>> begin
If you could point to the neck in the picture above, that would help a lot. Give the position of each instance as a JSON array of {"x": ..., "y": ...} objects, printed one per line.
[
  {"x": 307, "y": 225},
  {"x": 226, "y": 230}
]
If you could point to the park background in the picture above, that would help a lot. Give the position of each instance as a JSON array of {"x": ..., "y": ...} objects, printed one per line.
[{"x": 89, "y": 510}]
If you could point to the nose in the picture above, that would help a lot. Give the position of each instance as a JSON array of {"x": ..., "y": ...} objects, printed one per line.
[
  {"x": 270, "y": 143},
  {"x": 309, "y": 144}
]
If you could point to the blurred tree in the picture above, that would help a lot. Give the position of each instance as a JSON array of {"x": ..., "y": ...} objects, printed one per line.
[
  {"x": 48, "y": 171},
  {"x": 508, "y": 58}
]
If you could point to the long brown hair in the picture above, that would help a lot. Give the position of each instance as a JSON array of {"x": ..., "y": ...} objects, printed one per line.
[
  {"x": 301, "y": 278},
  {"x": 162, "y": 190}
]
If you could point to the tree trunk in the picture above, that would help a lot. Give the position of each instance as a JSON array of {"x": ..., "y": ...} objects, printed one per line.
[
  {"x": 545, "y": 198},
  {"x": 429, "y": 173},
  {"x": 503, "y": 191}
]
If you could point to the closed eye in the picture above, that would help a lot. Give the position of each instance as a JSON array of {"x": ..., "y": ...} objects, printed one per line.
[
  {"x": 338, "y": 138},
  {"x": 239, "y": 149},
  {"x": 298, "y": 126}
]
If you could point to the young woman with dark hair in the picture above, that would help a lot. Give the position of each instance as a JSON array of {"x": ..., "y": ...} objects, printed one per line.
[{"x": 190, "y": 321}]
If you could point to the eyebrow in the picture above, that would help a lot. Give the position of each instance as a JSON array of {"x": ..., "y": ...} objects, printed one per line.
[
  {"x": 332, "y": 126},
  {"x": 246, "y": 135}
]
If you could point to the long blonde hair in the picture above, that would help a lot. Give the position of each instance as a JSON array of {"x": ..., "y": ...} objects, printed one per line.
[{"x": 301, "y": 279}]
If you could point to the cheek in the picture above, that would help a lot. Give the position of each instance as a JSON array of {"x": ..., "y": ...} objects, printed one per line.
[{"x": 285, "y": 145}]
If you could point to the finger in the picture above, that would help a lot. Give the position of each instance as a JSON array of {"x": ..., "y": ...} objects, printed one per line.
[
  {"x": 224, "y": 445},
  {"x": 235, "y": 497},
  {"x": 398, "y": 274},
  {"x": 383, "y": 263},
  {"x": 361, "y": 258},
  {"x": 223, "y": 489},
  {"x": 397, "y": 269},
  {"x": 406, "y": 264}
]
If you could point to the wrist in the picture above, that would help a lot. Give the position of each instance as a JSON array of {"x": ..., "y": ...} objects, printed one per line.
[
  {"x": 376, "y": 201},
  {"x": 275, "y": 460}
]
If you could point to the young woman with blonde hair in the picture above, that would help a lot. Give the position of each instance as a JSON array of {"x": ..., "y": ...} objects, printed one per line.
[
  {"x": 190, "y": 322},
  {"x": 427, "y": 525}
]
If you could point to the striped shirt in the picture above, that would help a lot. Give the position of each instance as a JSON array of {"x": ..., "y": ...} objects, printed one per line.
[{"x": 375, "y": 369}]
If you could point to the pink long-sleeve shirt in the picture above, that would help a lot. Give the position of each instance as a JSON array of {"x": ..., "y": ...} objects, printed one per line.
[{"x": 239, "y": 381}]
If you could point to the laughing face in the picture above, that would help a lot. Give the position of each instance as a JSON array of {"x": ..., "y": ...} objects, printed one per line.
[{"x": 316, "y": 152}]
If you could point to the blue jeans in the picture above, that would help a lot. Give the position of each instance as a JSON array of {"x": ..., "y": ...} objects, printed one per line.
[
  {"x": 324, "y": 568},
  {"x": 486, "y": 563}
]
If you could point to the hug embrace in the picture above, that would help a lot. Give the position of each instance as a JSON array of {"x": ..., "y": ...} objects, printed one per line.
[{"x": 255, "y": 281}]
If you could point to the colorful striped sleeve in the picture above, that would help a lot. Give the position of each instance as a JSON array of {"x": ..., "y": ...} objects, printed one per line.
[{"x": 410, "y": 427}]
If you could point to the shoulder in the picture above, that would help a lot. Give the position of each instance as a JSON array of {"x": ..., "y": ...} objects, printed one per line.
>> end
▸ **WRITTEN TASK**
Output the listing above exactly as it appears.

▸ **TASK RESPONSE**
If you could point to the neck in the picture above, that would help a lot. Give the position of each instance as a JSON array of {"x": ..., "y": ...} objects, printed one per line.
[
  {"x": 307, "y": 225},
  {"x": 226, "y": 230}
]
If you could point to the park background in the picture above, that would help a lot. Give the position of each instance as a JSON array of {"x": ..., "y": ...} objects, printed one per line.
[{"x": 89, "y": 510}]
If you could point to the nose in the picture above, that would help a lot. Give the position of each instance as a JSON array of {"x": ..., "y": ...} objects, printed one per line.
[
  {"x": 270, "y": 143},
  {"x": 309, "y": 144}
]
If you could point to the blurred tree in the picture above, that would help a lot. Give the position of each instance as a JSON array of {"x": ..., "y": ...} objects, printed one per line.
[
  {"x": 48, "y": 171},
  {"x": 508, "y": 58}
]
If you could point to the long brown hair in the picture above, that would help a lot. Give the position of each instance as a JSON array of {"x": ..., "y": ...} objects, printed one per line.
[
  {"x": 301, "y": 278},
  {"x": 162, "y": 190}
]
If you could point to the tree trunk in the picture above, that would help a lot. Give the position of each instance as a JSON array of {"x": ..., "y": ...} objects, printed one per line.
[
  {"x": 545, "y": 198},
  {"x": 429, "y": 173},
  {"x": 503, "y": 191}
]
If you could point to the closed eye in the picture above, that would help a lot. Give the position of each instance as a JSON array of {"x": ..., "y": ...} objects, printed one per line.
[
  {"x": 338, "y": 138},
  {"x": 239, "y": 149},
  {"x": 298, "y": 126}
]
If you could point to the young woman with dark hair in the picture above, that would help a lot. Give the position of each instance as a JSON array of {"x": ..., "y": ...} objects, printed one per line.
[{"x": 190, "y": 321}]
If you could point to the eyebrow in the picture above, that would help a lot. Give the position of each instance as a JSON array of {"x": ..., "y": ...} objects, printed one per line.
[
  {"x": 332, "y": 126},
  {"x": 246, "y": 135}
]
If you could point to the long blonde hair in the picture above, that would help a lot. Give the position of each instance as a JSON array of {"x": ..., "y": ...} objects, printed one per line.
[{"x": 301, "y": 279}]
If you could point to the cheek in the picture above, that would help a lot. Give the position of each instance as a JSON array of {"x": ..., "y": ...} objects, printed one per line.
[{"x": 285, "y": 145}]
If you could point to the finger in the picture above, that would help a lot. Give the position of each instance as a JSON array of {"x": ..., "y": ...} objects, printed one per line.
[
  {"x": 224, "y": 445},
  {"x": 235, "y": 497},
  {"x": 398, "y": 274},
  {"x": 383, "y": 263},
  {"x": 361, "y": 258},
  {"x": 223, "y": 489},
  {"x": 397, "y": 269},
  {"x": 406, "y": 264}
]
If you could point to the wrist in the picture above, that would help a lot. Give the position of each instance as a JSON array of {"x": ..., "y": ...} objects, printed one per line.
[
  {"x": 376, "y": 201},
  {"x": 275, "y": 460}
]
If you could point to the young woman with blonde hair in the picture above, that would help a lot. Give the position of each instance as a JSON array of {"x": ..., "y": ...} objects, printed one per line.
[
  {"x": 190, "y": 322},
  {"x": 427, "y": 525}
]
If you could point to the striped shirt in the picture above, that would help a lot. Give the position of each instance as a JSON array of {"x": ..., "y": ...} objects, printed one per line.
[{"x": 375, "y": 369}]
If you could point to the pink long-sleeve shirt in the picture above, that would help a lot. Give the position of each instance as a JSON array of {"x": ..., "y": ...} objects, printed one per line.
[{"x": 239, "y": 381}]
If you could point to the laughing face in the picture above, that would help a lot. Give the position of each instance as a JSON array of {"x": ..., "y": ...} objects, printed one per line.
[{"x": 316, "y": 152}]
If you could point to the blue jeans in the picture above, that would help a lot. Give the position of each instance as a JSON array of {"x": ..., "y": ...} objects, printed one per line.
[
  {"x": 324, "y": 568},
  {"x": 486, "y": 563}
]
If you could point to the hug embrace in the picture above, that would help a lot. Give the position of each instance as a JSON array of {"x": ..., "y": ...} objects, printed one per line.
[{"x": 255, "y": 281}]
If you could point to the colorful striped sleeve in the picture above, that would help a lot. Give the position of each instance as a JSON array of {"x": ..., "y": ...} objects, printed one per line.
[{"x": 410, "y": 427}]
If you could point to the shoulder in the picture above, that would help a lot. Give the position of each instance as a JSON array of {"x": ..., "y": ...} objects, printed one per line.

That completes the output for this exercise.